[DOCUMENT SECTION]
"""

It was also almost inevitable that
so vigorous a genius should sometimes falsify calculations
based on the normal life. The long-continued
force and freshness of Mr. Browning’s general
faculties was in itself a protest against them.
We saw without surprise that during the decade which
produced ‘Prince Hohenstiel-Schwangau’,
‘Fifine at the Fair’, and ‘Red Cotton
Nightcap Country’, he could give us ‘The
Inn Album’, with its expression of the higher
sexual love unsurpassed, rarely equalled, in the whole
range of his work: or those two unique creations
of airy fancy and passionate symbolic romance, ‘Saint
Martin’s Summer’, and ‘Numpholeptos’.
It was no ground for astonishment that the creative
power in him should even ignore the usual period of
decline, and defy, so far as is humanly possible,
its natural laws of modification. But in the
‘Dramatic Idyls’ he did more than proceed
with unflagging powers on a long-trodden, distinctive
course; he took a new departure.

"""

[TO DO]
A: List every work by Mr. Browning that the passage on his later poetry names by title.
B: Based on the passage on Mr. Browning's later poetry, decide whether each statement agrees with it. Answer yes or no for each, and quote the words that decide it.
(i) The passage ranks the expression of higher sexual love in "The Inn Album" among the best in all of Browning's work.
(ii) Browning's creative power went through the usual period of decline.
(iii) In the "Dramatic Idyls," Browning took a new departure.
C: Summarize the passage on Mr. Browning's later poetry in two sentences.

[Referring expression data]
"""

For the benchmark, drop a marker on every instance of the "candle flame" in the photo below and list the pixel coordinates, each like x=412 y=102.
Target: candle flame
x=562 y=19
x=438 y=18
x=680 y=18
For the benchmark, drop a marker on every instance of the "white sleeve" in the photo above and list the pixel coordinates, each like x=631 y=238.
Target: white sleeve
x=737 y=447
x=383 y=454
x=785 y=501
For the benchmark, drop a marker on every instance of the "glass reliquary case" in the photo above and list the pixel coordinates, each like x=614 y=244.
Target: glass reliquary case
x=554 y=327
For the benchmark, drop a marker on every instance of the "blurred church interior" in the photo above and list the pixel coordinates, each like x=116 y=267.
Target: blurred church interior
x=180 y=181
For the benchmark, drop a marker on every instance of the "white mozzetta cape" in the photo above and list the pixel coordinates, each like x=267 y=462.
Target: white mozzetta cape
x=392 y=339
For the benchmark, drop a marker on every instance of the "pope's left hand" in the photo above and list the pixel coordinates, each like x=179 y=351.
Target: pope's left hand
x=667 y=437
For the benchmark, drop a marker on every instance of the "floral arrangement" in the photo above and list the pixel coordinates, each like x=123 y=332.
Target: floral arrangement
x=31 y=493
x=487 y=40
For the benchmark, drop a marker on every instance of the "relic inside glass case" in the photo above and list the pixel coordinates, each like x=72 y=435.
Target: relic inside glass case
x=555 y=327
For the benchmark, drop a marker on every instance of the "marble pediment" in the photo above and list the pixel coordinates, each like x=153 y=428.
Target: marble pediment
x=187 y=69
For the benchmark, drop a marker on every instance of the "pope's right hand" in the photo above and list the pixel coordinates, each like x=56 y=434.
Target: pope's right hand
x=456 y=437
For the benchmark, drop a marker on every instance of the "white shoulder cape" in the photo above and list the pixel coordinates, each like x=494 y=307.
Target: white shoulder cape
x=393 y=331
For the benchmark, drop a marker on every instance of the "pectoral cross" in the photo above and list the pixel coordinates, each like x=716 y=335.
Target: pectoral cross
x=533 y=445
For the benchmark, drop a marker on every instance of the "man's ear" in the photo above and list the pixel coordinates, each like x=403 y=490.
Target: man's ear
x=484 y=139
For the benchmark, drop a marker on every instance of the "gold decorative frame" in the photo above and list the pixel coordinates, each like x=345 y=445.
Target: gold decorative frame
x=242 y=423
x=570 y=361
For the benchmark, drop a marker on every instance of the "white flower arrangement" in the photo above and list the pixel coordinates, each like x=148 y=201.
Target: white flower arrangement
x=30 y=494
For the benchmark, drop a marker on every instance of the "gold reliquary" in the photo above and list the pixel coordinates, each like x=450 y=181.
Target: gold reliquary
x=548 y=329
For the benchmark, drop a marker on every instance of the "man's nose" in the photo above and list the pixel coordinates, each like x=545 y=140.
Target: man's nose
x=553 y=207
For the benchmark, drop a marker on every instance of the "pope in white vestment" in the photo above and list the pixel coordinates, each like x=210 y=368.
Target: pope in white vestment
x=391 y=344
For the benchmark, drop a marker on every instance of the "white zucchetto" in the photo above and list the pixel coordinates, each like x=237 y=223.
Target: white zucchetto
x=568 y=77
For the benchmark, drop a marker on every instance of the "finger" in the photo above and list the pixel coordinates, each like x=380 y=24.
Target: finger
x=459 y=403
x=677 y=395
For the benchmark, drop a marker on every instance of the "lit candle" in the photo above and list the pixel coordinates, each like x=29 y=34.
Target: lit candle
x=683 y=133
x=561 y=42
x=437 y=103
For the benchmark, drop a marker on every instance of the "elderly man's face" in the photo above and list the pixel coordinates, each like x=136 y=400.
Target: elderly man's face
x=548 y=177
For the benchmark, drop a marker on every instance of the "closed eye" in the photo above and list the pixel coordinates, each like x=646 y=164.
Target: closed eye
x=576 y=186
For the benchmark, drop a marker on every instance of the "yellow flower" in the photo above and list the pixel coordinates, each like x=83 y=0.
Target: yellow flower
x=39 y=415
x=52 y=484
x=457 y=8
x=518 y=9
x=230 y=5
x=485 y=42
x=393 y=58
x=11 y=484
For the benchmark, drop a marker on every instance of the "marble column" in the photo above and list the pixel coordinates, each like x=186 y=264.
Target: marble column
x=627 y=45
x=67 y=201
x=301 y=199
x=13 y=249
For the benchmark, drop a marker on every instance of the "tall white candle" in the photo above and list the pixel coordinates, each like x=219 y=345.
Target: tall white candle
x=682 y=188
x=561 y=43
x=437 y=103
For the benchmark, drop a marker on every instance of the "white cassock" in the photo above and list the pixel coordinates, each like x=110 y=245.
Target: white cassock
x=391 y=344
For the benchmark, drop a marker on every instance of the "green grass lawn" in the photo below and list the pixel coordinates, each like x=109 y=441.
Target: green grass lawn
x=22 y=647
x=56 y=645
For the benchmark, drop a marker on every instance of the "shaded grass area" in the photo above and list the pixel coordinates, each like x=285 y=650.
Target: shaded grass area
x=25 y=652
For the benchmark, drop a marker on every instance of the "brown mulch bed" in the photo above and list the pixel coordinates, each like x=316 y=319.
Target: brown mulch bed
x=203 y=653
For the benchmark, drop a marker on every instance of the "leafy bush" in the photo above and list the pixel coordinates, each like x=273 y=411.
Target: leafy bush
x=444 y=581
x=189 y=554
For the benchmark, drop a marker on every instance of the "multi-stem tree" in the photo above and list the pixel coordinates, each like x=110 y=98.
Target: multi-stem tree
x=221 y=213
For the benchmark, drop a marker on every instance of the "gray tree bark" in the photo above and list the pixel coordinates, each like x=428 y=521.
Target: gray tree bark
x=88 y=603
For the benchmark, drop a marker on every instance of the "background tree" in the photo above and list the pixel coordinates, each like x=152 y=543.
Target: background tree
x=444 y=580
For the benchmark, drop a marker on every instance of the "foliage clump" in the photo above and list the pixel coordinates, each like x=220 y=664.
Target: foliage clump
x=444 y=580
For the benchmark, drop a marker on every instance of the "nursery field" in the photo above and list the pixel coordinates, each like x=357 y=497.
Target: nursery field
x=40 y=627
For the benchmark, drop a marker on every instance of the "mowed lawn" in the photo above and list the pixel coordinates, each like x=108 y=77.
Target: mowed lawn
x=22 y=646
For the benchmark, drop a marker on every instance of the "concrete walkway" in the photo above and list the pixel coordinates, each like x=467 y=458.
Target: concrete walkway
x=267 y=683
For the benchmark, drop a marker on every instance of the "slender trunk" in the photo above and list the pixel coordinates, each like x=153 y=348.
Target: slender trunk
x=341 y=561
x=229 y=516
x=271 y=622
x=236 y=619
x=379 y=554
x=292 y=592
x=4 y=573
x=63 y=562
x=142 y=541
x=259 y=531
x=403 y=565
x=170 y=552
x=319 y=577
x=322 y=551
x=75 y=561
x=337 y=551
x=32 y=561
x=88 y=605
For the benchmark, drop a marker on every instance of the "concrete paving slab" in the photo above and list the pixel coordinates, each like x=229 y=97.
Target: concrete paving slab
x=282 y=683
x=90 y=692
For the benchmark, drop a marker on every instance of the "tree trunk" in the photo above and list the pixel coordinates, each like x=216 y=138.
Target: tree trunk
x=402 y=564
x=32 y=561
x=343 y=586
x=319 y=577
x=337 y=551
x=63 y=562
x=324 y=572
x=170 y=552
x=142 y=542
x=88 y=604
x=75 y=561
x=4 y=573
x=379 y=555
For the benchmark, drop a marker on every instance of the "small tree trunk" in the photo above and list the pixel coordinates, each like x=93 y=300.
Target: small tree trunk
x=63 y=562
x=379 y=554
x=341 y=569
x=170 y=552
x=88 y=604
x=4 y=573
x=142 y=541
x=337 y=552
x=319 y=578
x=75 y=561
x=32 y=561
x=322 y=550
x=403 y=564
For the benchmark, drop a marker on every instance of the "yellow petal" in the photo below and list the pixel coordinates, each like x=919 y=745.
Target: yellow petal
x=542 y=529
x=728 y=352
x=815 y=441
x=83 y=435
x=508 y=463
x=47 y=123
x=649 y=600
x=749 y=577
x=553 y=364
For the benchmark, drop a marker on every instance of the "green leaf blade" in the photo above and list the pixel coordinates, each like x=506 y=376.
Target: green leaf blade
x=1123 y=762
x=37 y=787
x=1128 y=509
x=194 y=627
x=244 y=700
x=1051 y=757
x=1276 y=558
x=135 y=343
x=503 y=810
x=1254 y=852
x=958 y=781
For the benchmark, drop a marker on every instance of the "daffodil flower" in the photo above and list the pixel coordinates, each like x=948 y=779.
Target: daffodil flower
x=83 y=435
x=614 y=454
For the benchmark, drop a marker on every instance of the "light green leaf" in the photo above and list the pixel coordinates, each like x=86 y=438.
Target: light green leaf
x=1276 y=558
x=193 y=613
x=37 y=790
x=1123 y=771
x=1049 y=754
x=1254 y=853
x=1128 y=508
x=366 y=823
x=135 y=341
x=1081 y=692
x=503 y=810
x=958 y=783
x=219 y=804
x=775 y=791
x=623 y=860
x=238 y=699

"""

[ACTIVITY ANSWERS]
A:
1. Prince Hohenstiel-Schwangau
2. Fifine at the Fair
3. Red Cotton Nightcap Country
4. The Inn Album
5. Saint Martin's Summer
6. Numpholeptos
7. Dramatic Idyls

B:
(i) Yes: "with its expression of the higher sexual love unsurpassed, rarely equalled, in the whole range of his work"
(ii) No: "the creative power in him should even ignore the usual period of decline"
(iii) Yes: "he took a new departure"

C: Browning's long-lasting force and freshness defied calculations based on normal life, so it was no surprise that the decade of "Prince Hohenstiel-Schwangau," "Fifine at the Fair," and "Red Cotton Nightcap Country" also produced "The Inn Album," "Saint Martin's Summer," and "Numpholeptos." His creative power ignored the usual period of decline, and in the "Dramatic Idyls" he went beyond his long-trodden course and took a new departure.